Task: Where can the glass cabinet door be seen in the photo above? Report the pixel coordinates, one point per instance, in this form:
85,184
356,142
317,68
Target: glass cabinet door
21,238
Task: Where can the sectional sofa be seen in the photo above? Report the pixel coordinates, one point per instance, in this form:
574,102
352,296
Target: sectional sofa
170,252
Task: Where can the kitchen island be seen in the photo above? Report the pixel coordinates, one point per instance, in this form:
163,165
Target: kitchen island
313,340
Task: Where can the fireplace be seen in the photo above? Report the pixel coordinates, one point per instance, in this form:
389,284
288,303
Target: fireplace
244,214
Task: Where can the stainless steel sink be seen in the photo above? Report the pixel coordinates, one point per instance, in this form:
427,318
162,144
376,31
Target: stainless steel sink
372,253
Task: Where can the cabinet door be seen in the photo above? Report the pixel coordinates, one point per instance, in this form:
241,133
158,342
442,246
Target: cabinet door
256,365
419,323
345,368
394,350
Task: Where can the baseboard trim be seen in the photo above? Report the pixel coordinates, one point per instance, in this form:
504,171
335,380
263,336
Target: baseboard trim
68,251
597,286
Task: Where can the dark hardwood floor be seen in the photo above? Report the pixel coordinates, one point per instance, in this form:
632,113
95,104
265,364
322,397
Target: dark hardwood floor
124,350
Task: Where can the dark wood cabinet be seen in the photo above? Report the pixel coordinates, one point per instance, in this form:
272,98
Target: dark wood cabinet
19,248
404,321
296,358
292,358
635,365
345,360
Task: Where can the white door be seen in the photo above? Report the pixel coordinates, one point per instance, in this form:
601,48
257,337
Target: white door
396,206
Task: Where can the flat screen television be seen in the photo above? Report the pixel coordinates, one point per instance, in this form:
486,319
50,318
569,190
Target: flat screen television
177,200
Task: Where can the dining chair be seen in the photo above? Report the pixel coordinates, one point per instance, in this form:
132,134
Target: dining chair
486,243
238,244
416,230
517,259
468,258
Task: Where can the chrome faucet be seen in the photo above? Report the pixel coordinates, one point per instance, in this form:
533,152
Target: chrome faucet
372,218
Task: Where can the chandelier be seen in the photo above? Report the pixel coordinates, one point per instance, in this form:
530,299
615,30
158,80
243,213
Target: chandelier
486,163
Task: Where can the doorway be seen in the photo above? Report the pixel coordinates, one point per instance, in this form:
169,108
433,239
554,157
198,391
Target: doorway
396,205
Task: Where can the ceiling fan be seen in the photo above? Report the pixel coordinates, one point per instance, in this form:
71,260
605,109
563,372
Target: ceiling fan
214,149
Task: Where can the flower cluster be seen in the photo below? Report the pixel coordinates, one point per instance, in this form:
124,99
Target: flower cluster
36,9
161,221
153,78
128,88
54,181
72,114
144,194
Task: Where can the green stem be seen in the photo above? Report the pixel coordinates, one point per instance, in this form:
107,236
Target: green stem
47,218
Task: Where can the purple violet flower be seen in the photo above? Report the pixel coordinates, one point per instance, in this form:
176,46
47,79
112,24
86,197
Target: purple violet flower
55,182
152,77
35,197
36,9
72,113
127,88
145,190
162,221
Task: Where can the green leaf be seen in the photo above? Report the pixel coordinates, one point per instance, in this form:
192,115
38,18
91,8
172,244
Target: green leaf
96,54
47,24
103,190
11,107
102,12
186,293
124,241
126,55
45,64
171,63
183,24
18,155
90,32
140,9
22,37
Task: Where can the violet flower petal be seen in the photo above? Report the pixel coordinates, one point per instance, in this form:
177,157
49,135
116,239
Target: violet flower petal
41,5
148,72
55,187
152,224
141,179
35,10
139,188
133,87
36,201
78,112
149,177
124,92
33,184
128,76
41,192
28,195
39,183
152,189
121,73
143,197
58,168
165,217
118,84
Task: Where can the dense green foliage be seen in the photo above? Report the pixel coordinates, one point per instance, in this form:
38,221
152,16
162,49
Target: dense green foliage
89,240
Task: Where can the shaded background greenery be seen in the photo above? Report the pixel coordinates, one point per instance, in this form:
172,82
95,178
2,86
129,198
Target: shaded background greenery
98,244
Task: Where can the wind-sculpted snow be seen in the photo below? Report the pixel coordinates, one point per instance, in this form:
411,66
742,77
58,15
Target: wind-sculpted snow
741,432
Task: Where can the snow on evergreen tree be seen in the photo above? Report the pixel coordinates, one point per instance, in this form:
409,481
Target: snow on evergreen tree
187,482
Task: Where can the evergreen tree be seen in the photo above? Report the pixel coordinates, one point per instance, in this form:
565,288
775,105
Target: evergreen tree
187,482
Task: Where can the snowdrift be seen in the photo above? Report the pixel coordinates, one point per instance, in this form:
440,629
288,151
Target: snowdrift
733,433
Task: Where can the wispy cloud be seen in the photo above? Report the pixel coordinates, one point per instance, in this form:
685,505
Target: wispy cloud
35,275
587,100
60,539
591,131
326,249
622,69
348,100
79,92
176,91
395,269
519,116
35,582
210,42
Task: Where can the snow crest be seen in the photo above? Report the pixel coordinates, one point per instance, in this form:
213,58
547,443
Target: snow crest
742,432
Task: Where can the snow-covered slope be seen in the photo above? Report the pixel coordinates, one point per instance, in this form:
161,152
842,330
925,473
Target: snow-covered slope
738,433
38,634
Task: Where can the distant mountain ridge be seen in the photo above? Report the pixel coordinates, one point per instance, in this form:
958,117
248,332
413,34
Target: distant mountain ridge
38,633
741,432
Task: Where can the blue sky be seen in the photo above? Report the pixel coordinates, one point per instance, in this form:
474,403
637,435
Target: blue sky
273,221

--

Retype the entire listing word for word.

Task: Where can the glass cabinet door be seen in the photo above? Report the pixel coordinates, one point per instance, in this form:
85,184
356,142
317,68
Target: glass cabinet door
21,238
Task: Where can the sectional sofa be seen in the photo above? Report the pixel coordinates, one point per instance, in this form:
574,102
352,296
Target: sectional sofa
170,252
Task: Where can the kitchen island be seen in the photo above? Report the pixel coordinates, one point per instance, in this form:
163,165
Target: kitchen island
313,340
Task: Where can the fireplace be seen in the photo above? Report the pixel coordinates, one point per instance, in this form:
389,284
288,303
Target: fireplace
244,214
Task: Where can the stainless steel sink be seen in the photo above? Report the pixel coordinates, one point per instance, in this form:
427,318
162,144
376,31
Target: stainless steel sink
372,253
Task: Where can the cabinet door be seen in the photo above? Report the pixel coordinates, one point per instance, in this form:
241,133
158,342
442,246
Target: cabinet door
256,365
419,323
345,368
394,350
Task: Where can the baseboard trim be seen in the photo above? Report the pixel coordinates, one point per instance, in this form:
504,171
335,380
263,336
Target: baseboard trim
68,251
597,286
Task: Where can the dark hardwood floor be seen in the photo above? Report the pixel coordinates, one point per instance, in this form:
632,113
95,104
265,364
322,397
Target: dark hardwood floor
124,350
Task: Where can the dark wood cabinet be seen in the photo above? Report the pixel coordinates, one point per instance, in this form:
272,98
Target: dark wood cabinet
19,248
404,321
296,358
292,358
635,365
345,360
Task: Where can the white door be seen in the photo above? Report the pixel coordinates, one point per instance, in this form:
601,48
257,337
Target: white door
396,206
Task: Where can the flat screen television be seen in the photo above? Report the pixel coordinates, one point per instance, in this form:
486,319
50,318
569,190
Target: flat screen television
177,200
Task: Where can the dining chair be seen in the photo above? Report the pixel coordinates, one point per instance, in this form:
132,134
Target: dining chair
486,243
238,244
416,230
517,259
468,258
Task: Where can the chrome faucet be seen in the photo above? Report the pixel coordinates, one point per instance, in this form:
533,152
Target: chrome faucet
372,218
Task: Where can the chandelier be seen in the photo above? Report the pixel coordinates, one point per instance, in this form:
530,299
615,30
158,80
243,213
Target: chandelier
486,163
Task: Where can the doorway be seen in the photo above? Report the pixel coordinates, one point per instance, in this form:
169,108
433,239
554,157
198,391
Target: doorway
396,205
Task: Where can the ceiling fan be seen in the photo above? Report the pixel coordinates, one point per instance, in this form:
71,260
605,109
563,372
Target: ceiling fan
214,149
Task: Where can the flower cluster be seen in the photo below? Report the pixel coordinates, one point per instance, in this form:
124,99
Target: flower cluster
36,9
161,221
153,78
128,88
54,181
72,114
144,194
Task: Where can the green stem be seen in the photo above? Report the pixel coordinates, one point per instance, in this form:
107,236
Target: green stem
47,218
Task: Where can the purple violet flower be seen in the photo above? Report the pixel coordinates, one point per instance, in this form:
176,46
47,79
112,24
86,197
Target: purple violet flower
55,182
152,77
35,197
36,9
72,113
127,88
145,190
162,221
Task: Where can the green leaf be seen in the photo above? Report the pixel coordinates, one point per instance, in this form:
192,115
38,18
91,8
172,244
Target: green leaf
96,54
47,24
103,190
11,107
102,12
186,293
124,241
126,55
45,64
171,63
183,24
18,155
90,32
140,9
22,37
Task: Where can the violet flower petal be seen in the photo above? Report the pixel coordinates, one point per instance, in this form:
177,157
49,135
116,239
Target: violet flower petal
41,5
148,72
55,187
152,224
141,179
35,10
139,188
133,87
36,201
78,112
149,177
124,92
33,184
128,76
41,192
28,195
39,183
152,189
121,73
143,197
58,168
165,217
118,84
Task: Where can the dense green foliage be seen in the photo above? Report the pixel coordinates, one point per instance, in this form:
38,221
152,16
162,49
Target: dense green foliage
89,240
Task: Where can the shaded background greenery be seen in the photo above? Report the pixel coordinates, one point per instance, in this form:
172,82
95,178
2,86
129,198
Target: shaded background greenery
98,244
Task: Where can the wind-sculpted snow be seen in the photo below? Report the pixel coordinates, one point per instance, in this form:
411,66
742,77
58,15
Target: wind-sculpted snow
741,432
Task: Where can the snow on evergreen tree be seen in the photo above? Report the pixel coordinates, one point per instance, in this form:
409,481
Target: snow on evergreen tree
187,482
Task: Where can the evergreen tree be seen in the photo above? Report the pixel coordinates, one point per instance, in this form:
565,288
775,105
Target: evergreen tree
187,482
Task: Where can the snowdrift be seen in the photo above? Report the pixel coordinates, one point per instance, in this form:
440,629
288,151
Target: snowdrift
733,433
Task: Where can the wispy cloud be seen in the photo above? Report the pixel coordinates, one point per instance, in this form:
685,505
Target: wispy cloud
35,275
587,100
60,539
591,131
326,249
622,69
348,100
79,92
176,91
395,269
519,116
35,582
210,42
Task: Where can the snow crest be seen in the photo above? Report the pixel coordinates, one point per instance, in this form:
213,58
547,443
Target: snow crest
742,432
Task: Where can the snow-covered slope be seen in the photo above? Report the pixel coordinates, one point per instance, in this form:
161,152
842,330
925,473
Target: snow-covered slope
738,433
38,634
Task: Where can the distant mountain ridge be seen in the photo above? Report the pixel coordinates, one point per instance, in this form:
958,117
248,332
413,34
Target: distant mountain ridge
38,633
741,432
Task: Where can the blue sky be seen in the photo above? Report the pixel coordinates, one point per instance, in this form:
474,403
637,435
Target: blue sky
273,221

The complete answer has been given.